REQUIREMENTS:
Collect every line of the material below that contains the string "target", keeping them in their original order.

MATERIAL TO PROCESS:
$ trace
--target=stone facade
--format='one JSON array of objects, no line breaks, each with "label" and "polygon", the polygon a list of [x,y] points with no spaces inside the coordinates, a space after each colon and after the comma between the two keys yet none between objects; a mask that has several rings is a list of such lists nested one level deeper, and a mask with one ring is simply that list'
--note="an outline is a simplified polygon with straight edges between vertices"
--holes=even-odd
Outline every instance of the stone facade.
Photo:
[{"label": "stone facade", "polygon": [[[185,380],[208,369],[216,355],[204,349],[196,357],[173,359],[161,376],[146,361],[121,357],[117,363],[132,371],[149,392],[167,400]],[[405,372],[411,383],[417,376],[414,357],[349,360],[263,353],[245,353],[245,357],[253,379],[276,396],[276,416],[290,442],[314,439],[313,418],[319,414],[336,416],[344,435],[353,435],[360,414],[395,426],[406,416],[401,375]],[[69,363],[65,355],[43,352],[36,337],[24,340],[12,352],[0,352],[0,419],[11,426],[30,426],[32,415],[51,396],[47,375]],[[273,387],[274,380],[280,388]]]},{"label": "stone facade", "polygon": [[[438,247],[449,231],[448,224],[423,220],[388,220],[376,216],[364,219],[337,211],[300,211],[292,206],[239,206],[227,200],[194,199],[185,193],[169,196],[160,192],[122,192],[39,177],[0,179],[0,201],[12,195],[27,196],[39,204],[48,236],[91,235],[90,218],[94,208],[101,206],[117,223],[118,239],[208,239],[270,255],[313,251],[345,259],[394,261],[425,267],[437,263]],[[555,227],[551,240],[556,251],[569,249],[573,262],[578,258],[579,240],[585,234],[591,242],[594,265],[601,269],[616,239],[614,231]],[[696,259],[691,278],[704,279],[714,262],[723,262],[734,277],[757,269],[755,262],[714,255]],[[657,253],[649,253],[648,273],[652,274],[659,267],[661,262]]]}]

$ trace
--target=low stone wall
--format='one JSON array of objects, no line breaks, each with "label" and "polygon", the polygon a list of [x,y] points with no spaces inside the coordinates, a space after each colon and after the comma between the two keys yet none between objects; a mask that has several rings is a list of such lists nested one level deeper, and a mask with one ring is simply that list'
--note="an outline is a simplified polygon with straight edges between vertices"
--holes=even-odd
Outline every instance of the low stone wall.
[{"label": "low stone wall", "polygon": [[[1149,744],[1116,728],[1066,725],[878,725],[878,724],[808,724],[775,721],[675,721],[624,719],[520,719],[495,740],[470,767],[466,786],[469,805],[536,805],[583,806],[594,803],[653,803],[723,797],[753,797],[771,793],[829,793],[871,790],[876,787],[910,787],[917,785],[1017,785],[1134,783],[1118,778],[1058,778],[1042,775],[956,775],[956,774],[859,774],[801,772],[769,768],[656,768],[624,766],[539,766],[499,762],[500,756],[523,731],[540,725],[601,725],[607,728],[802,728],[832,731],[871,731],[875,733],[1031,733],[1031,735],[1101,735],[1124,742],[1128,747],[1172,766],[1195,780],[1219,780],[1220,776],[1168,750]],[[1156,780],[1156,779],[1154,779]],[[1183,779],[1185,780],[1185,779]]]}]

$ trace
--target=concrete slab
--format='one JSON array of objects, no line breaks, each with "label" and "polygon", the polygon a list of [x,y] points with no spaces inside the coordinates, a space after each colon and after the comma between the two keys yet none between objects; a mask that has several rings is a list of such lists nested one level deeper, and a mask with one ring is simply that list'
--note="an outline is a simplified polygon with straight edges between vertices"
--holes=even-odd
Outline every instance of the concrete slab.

WRITTEN SOLUTION:
--target=stone facade
--target=low stone wall
--target=concrete slab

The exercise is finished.